== Quoted text ==

The Hathaways is a 26-episode situation comedy, which aired on ABC from October 6, 1961, to March 30, 1962, starring Peggy Cass and Jack Weston as suburban Los Angeles "parents" to a trio of performing chimpanzees. Weston portrayed Walter Hathaway, a flabby real estate agent. Cass is his zany bride Elinore, "mother" and booking agent to the Marquis Chimps, named Candy, Charlie, and Enoch. The chimps had earlier appeared on CBS's The Ed Sullivan Show, a Jack Benny special in 1959 and several commercials in 1960.

Ratings for the Screen Gems series were so low that ABC had largely to self-sponsor the program (although the series was sponsored on alternate weeks, throughout most of the season, by Ralston-Purina). The writers included Tom Adair and James B. Allardice; story consultants were Hugh Wedlock and Howard Snyder, who co-wrote the premiere episode with Dick Wesson.

== Exercise aim ==
Name each of the Marquis Chimps that the text about The Hathaways mentions.

== Data extract ==
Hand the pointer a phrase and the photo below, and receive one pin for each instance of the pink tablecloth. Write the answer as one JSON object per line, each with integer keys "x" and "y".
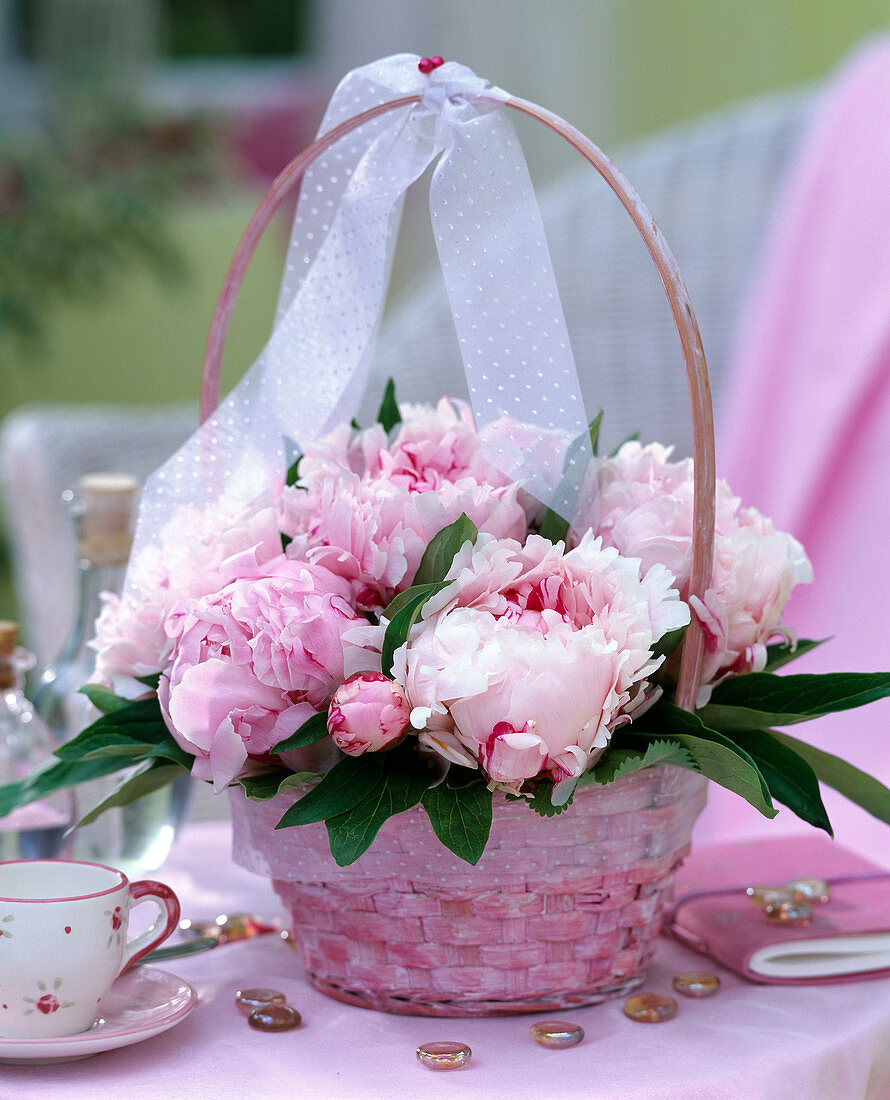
{"x": 749, "y": 1041}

== Output of the task ==
Candy, Charlie, Enoch